■ **TO DO**
Extract each line in the records below that contains the word "fern".

■ **RECORDS PROVIDED**
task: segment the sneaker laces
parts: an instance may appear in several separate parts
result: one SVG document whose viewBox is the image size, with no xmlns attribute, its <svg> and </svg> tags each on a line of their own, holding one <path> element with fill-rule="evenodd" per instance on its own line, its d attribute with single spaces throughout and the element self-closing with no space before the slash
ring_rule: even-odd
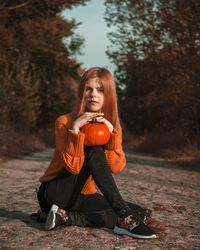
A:
<svg viewBox="0 0 200 250">
<path fill-rule="evenodd" d="M 135 228 L 142 220 L 139 216 L 129 215 L 128 217 L 124 218 L 124 223 L 127 224 L 129 230 Z"/>
</svg>

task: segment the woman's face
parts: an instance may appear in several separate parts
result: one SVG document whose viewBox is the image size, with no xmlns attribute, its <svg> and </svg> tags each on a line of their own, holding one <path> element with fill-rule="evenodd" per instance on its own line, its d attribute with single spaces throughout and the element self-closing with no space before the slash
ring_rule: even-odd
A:
<svg viewBox="0 0 200 250">
<path fill-rule="evenodd" d="M 86 83 L 86 111 L 100 112 L 104 103 L 104 89 L 99 78 L 91 78 Z"/>
</svg>

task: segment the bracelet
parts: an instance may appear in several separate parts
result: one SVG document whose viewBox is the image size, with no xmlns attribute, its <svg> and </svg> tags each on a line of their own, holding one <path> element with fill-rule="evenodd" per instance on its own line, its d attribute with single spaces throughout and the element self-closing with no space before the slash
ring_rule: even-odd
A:
<svg viewBox="0 0 200 250">
<path fill-rule="evenodd" d="M 78 134 L 80 132 L 79 129 L 68 129 L 69 132 L 72 132 L 74 134 Z"/>
</svg>

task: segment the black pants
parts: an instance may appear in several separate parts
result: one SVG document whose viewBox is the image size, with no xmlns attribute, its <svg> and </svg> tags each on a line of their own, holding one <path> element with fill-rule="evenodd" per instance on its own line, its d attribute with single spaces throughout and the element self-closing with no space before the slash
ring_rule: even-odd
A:
<svg viewBox="0 0 200 250">
<path fill-rule="evenodd" d="M 80 194 L 89 175 L 92 175 L 103 195 Z M 78 175 L 64 169 L 57 178 L 42 183 L 38 200 L 43 212 L 48 213 L 53 204 L 65 209 L 72 224 L 77 226 L 112 228 L 117 217 L 145 212 L 140 206 L 123 200 L 108 168 L 104 151 L 99 146 L 85 148 L 85 161 Z"/>
</svg>

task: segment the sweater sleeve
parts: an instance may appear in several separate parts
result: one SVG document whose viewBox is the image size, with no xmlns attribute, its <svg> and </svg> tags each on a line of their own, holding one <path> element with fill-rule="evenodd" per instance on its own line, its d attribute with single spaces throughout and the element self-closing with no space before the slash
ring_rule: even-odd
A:
<svg viewBox="0 0 200 250">
<path fill-rule="evenodd" d="M 72 174 L 79 174 L 85 158 L 85 134 L 75 134 L 68 128 L 69 118 L 60 116 L 55 122 L 56 150 L 64 167 Z"/>
<path fill-rule="evenodd" d="M 122 149 L 122 130 L 121 128 L 114 129 L 111 133 L 108 144 L 105 145 L 105 155 L 108 161 L 108 166 L 112 173 L 122 171 L 126 166 L 126 157 Z"/>
</svg>

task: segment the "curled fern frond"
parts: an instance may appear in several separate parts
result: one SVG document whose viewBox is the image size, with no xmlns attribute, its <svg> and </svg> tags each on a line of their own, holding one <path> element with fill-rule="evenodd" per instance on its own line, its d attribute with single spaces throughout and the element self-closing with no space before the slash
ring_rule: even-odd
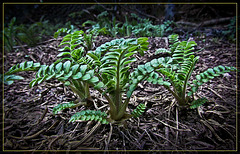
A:
<svg viewBox="0 0 240 154">
<path fill-rule="evenodd" d="M 144 110 L 146 109 L 146 105 L 145 104 L 139 104 L 136 109 L 134 109 L 131 113 L 131 115 L 134 117 L 134 118 L 137 118 L 139 117 L 140 115 L 143 114 Z"/>
<path fill-rule="evenodd" d="M 34 63 L 33 61 L 25 61 L 20 64 L 12 66 L 5 75 L 11 75 L 21 71 L 37 71 L 40 68 L 40 63 Z"/>
<path fill-rule="evenodd" d="M 55 106 L 53 108 L 52 112 L 53 112 L 53 114 L 57 114 L 59 111 L 62 111 L 64 109 L 68 109 L 68 108 L 73 108 L 75 106 L 76 106 L 76 104 L 73 102 L 58 104 L 57 106 Z"/>
<path fill-rule="evenodd" d="M 76 120 L 82 120 L 82 121 L 99 121 L 102 124 L 108 124 L 107 121 L 107 114 L 105 112 L 101 111 L 95 111 L 95 110 L 84 110 L 81 112 L 75 113 L 69 120 L 69 122 L 74 122 Z"/>
<path fill-rule="evenodd" d="M 236 71 L 235 67 L 229 66 L 216 66 L 214 68 L 209 68 L 206 71 L 196 75 L 196 80 L 193 80 L 193 84 L 191 85 L 191 91 L 188 93 L 188 96 L 191 96 L 198 90 L 198 87 L 203 83 L 208 82 L 209 80 L 215 78 L 216 76 L 220 76 L 224 73 Z"/>
<path fill-rule="evenodd" d="M 153 59 L 144 65 L 138 65 L 135 71 L 130 74 L 130 78 L 132 80 L 130 80 L 129 82 L 127 97 L 131 97 L 133 91 L 137 87 L 137 84 L 144 79 L 147 79 L 148 82 L 153 82 L 155 84 L 159 83 L 169 86 L 169 82 L 164 82 L 157 73 L 154 73 L 154 71 L 159 71 L 161 68 L 168 67 L 170 63 L 171 59 L 169 57 L 161 57 L 158 59 Z"/>
<path fill-rule="evenodd" d="M 197 99 L 197 100 L 194 100 L 194 101 L 191 103 L 190 108 L 191 108 L 191 109 L 195 109 L 195 108 L 203 105 L 203 104 L 206 103 L 207 101 L 208 101 L 208 100 L 207 100 L 205 97 L 199 98 L 199 99 Z"/>
</svg>

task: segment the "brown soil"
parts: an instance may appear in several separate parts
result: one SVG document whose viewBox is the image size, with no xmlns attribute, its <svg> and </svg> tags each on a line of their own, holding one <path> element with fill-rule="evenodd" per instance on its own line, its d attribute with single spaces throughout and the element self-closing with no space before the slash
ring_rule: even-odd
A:
<svg viewBox="0 0 240 154">
<path fill-rule="evenodd" d="M 98 37 L 96 46 L 111 39 Z M 199 49 L 204 48 L 197 53 L 201 58 L 193 76 L 217 65 L 236 66 L 235 44 L 212 38 L 205 42 L 198 37 L 192 39 Z M 149 50 L 133 66 L 156 58 L 155 50 L 166 48 L 168 43 L 164 38 L 149 38 L 149 42 Z M 56 60 L 59 43 L 52 40 L 7 53 L 4 70 L 22 61 L 51 64 Z M 71 91 L 56 80 L 29 88 L 35 73 L 19 74 L 25 80 L 4 86 L 5 150 L 236 150 L 235 72 L 201 86 L 196 96 L 206 97 L 209 102 L 198 109 L 180 109 L 163 87 L 143 82 L 134 92 L 129 110 L 147 102 L 144 114 L 127 120 L 123 126 L 99 125 L 90 136 L 96 122 L 68 123 L 71 115 L 85 107 L 52 114 L 57 104 L 75 99 Z M 91 92 L 98 108 L 106 104 L 100 94 L 93 89 Z"/>
</svg>

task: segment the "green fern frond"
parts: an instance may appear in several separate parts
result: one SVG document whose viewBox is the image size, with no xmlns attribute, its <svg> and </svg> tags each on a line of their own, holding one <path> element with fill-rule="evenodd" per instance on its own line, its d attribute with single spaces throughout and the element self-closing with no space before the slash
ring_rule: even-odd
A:
<svg viewBox="0 0 240 154">
<path fill-rule="evenodd" d="M 190 109 L 195 109 L 201 105 L 203 105 L 204 103 L 206 103 L 208 100 L 203 97 L 203 98 L 199 98 L 197 100 L 194 100 L 191 105 L 190 105 Z"/>
<path fill-rule="evenodd" d="M 144 110 L 146 109 L 146 105 L 145 104 L 139 104 L 136 109 L 134 109 L 131 113 L 131 115 L 134 117 L 134 118 L 137 118 L 137 117 L 140 117 Z"/>
<path fill-rule="evenodd" d="M 165 48 L 159 48 L 155 51 L 155 55 L 159 54 L 159 53 L 168 53 L 168 54 L 171 54 L 172 52 L 165 49 Z"/>
<path fill-rule="evenodd" d="M 188 93 L 188 96 L 191 96 L 198 90 L 198 87 L 201 86 L 203 83 L 208 82 L 209 80 L 215 78 L 216 76 L 220 76 L 224 73 L 236 71 L 235 67 L 228 67 L 228 66 L 216 66 L 213 69 L 209 68 L 206 71 L 196 75 L 196 80 L 193 80 L 193 84 L 191 85 L 191 91 Z"/>
<path fill-rule="evenodd" d="M 101 111 L 95 111 L 95 110 L 84 110 L 81 112 L 75 113 L 69 120 L 69 122 L 75 122 L 76 120 L 82 120 L 82 121 L 99 121 L 102 124 L 108 124 L 107 121 L 107 114 L 105 112 Z"/>
<path fill-rule="evenodd" d="M 57 114 L 59 111 L 62 111 L 64 109 L 68 108 L 74 108 L 76 104 L 74 102 L 69 102 L 69 103 L 63 103 L 63 104 L 58 104 L 55 106 L 52 110 L 53 114 Z"/>
</svg>

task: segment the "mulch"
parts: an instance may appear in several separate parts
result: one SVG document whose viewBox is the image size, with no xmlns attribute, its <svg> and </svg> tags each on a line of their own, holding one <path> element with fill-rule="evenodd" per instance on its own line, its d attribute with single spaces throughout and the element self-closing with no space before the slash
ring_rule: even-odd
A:
<svg viewBox="0 0 240 154">
<path fill-rule="evenodd" d="M 198 43 L 200 60 L 193 76 L 217 65 L 236 66 L 236 45 L 224 40 Z M 112 38 L 97 37 L 96 46 Z M 61 39 L 49 40 L 33 48 L 19 48 L 5 54 L 4 70 L 22 61 L 51 64 L 56 60 Z M 166 38 L 149 38 L 149 50 L 133 65 L 156 58 L 158 48 L 167 47 Z M 34 72 L 20 72 L 25 79 L 4 86 L 4 150 L 236 150 L 236 73 L 226 73 L 200 87 L 197 97 L 209 102 L 198 109 L 181 109 L 163 87 L 141 83 L 128 106 L 132 111 L 139 103 L 147 108 L 139 118 L 124 125 L 97 122 L 68 123 L 84 106 L 53 115 L 52 108 L 76 96 L 57 80 L 33 88 L 28 84 Z M 96 106 L 107 110 L 101 94 L 91 89 Z M 89 108 L 87 108 L 89 109 Z"/>
</svg>

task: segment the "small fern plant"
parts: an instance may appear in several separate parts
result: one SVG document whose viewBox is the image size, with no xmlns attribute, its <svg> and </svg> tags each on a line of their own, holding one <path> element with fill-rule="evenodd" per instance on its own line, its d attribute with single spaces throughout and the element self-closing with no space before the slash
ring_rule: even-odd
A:
<svg viewBox="0 0 240 154">
<path fill-rule="evenodd" d="M 14 65 L 4 74 L 4 82 L 12 84 L 14 80 L 23 79 L 15 75 L 18 72 L 37 71 L 35 79 L 30 82 L 30 87 L 54 78 L 68 86 L 77 94 L 81 102 L 88 102 L 91 99 L 90 87 L 98 90 L 108 101 L 110 110 L 107 113 L 81 111 L 73 115 L 71 122 L 97 120 L 102 123 L 119 123 L 141 115 L 145 109 L 144 105 L 140 104 L 131 114 L 126 113 L 126 108 L 134 90 L 133 87 L 129 89 L 128 86 L 131 82 L 131 63 L 136 61 L 133 55 L 137 52 L 144 54 L 148 46 L 147 38 L 116 39 L 92 51 L 84 41 L 85 36 L 83 31 L 67 34 L 60 44 L 60 46 L 65 45 L 58 55 L 60 59 L 51 65 L 41 65 L 32 61 Z M 126 99 L 123 99 L 124 94 L 127 94 Z M 54 107 L 53 113 L 57 114 L 61 110 L 76 106 L 79 106 L 78 101 L 59 104 Z"/>
<path fill-rule="evenodd" d="M 236 71 L 236 68 L 222 65 L 209 68 L 196 75 L 195 79 L 190 82 L 192 72 L 199 60 L 199 56 L 196 57 L 194 55 L 194 47 L 197 44 L 194 41 L 181 42 L 178 37 L 178 35 L 170 35 L 168 37 L 170 50 L 161 48 L 156 51 L 156 54 L 167 53 L 169 57 L 161 57 L 158 61 L 153 60 L 156 63 L 161 63 L 163 67 L 152 72 L 146 80 L 150 83 L 164 86 L 175 97 L 180 106 L 186 106 L 191 103 L 190 108 L 196 108 L 207 101 L 205 98 L 194 100 L 194 93 L 197 92 L 198 87 L 224 73 Z M 146 71 L 140 65 L 135 70 L 132 78 L 144 75 Z M 188 87 L 190 87 L 189 90 Z"/>
</svg>

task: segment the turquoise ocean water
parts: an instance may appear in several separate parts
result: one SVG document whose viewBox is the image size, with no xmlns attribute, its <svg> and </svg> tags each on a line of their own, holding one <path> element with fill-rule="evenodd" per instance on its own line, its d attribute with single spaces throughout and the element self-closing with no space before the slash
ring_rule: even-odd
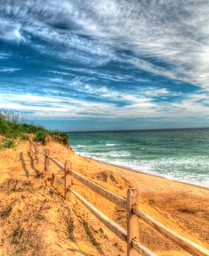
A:
<svg viewBox="0 0 209 256">
<path fill-rule="evenodd" d="M 209 129 L 70 132 L 74 152 L 209 187 Z"/>
</svg>

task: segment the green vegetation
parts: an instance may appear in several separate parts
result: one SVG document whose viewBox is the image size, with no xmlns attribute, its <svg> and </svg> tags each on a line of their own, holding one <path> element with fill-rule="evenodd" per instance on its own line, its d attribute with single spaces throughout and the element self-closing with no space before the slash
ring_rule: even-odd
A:
<svg viewBox="0 0 209 256">
<path fill-rule="evenodd" d="M 42 126 L 29 125 L 22 116 L 12 111 L 3 110 L 0 112 L 0 135 L 3 136 L 8 142 L 5 142 L 3 147 L 4 142 L 3 141 L 2 147 L 13 147 L 14 143 L 12 143 L 12 139 L 19 138 L 25 141 L 28 140 L 30 134 L 34 135 L 35 141 L 42 143 L 46 142 L 47 136 L 51 136 L 64 144 L 69 143 L 69 136 L 64 132 L 48 131 Z"/>
<path fill-rule="evenodd" d="M 14 147 L 14 142 L 10 139 L 3 139 L 1 142 L 0 147 L 4 147 L 4 148 Z"/>
</svg>

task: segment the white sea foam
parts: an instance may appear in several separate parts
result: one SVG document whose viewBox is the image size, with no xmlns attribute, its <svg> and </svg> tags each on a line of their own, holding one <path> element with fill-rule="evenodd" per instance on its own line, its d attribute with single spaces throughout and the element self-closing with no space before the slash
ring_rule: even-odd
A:
<svg viewBox="0 0 209 256">
<path fill-rule="evenodd" d="M 114 147 L 114 146 L 116 146 L 116 144 L 114 144 L 114 143 L 106 143 L 106 146 L 107 147 Z"/>
</svg>

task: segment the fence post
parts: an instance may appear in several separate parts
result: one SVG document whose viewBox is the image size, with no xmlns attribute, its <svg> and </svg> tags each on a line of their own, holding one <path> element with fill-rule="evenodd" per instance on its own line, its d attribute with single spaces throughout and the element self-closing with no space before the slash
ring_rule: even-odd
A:
<svg viewBox="0 0 209 256">
<path fill-rule="evenodd" d="M 137 256 L 133 248 L 133 239 L 139 240 L 139 218 L 133 214 L 133 208 L 138 206 L 139 192 L 137 188 L 129 188 L 127 191 L 127 256 Z M 138 207 L 137 207 L 138 208 Z"/>
<path fill-rule="evenodd" d="M 34 142 L 34 152 L 35 152 L 35 160 L 38 161 L 37 154 L 38 154 L 38 150 L 36 148 L 37 145 L 36 142 Z"/>
<path fill-rule="evenodd" d="M 31 139 L 32 139 L 32 136 L 30 135 L 29 136 L 29 152 L 30 153 L 30 151 L 31 151 Z"/>
<path fill-rule="evenodd" d="M 44 171 L 48 170 L 48 166 L 49 166 L 49 154 L 50 151 L 49 149 L 45 150 L 45 159 L 44 159 Z"/>
<path fill-rule="evenodd" d="M 69 192 L 69 187 L 72 186 L 72 178 L 69 174 L 69 162 L 64 164 L 64 199 L 67 199 L 68 193 Z"/>
</svg>

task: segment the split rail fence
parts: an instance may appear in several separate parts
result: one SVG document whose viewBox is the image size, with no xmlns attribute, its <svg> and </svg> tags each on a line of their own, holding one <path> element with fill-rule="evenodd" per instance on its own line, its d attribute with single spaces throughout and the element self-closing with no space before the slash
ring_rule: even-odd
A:
<svg viewBox="0 0 209 256">
<path fill-rule="evenodd" d="M 139 255 L 139 253 L 145 256 L 157 255 L 139 242 L 139 218 L 191 255 L 209 256 L 209 251 L 207 249 L 176 233 L 151 216 L 140 211 L 138 206 L 139 192 L 137 188 L 128 189 L 127 198 L 125 200 L 112 192 L 109 192 L 104 187 L 86 179 L 80 174 L 72 170 L 70 168 L 69 168 L 67 161 L 65 162 L 65 164 L 59 163 L 58 160 L 50 156 L 50 152 L 48 149 L 42 150 L 37 147 L 31 136 L 29 138 L 29 147 L 30 152 L 33 153 L 35 156 L 35 159 L 41 162 L 44 164 L 44 172 L 49 170 L 50 161 L 52 161 L 61 170 L 63 171 L 63 179 L 52 173 L 52 180 L 54 181 L 54 179 L 56 179 L 57 181 L 63 186 L 64 198 L 67 198 L 67 194 L 69 192 L 75 196 L 75 198 L 77 198 L 100 221 L 102 221 L 110 231 L 112 231 L 116 236 L 127 243 L 128 256 L 136 256 Z M 126 209 L 127 231 L 110 220 L 94 205 L 89 203 L 85 198 L 75 192 L 72 188 L 73 177 L 103 198 L 118 205 L 120 205 L 122 208 Z"/>
</svg>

■ **TASK ANSWER**
task: segment the "curled fern frond"
task: segment the "green fern frond"
task: segment the "small fern plant"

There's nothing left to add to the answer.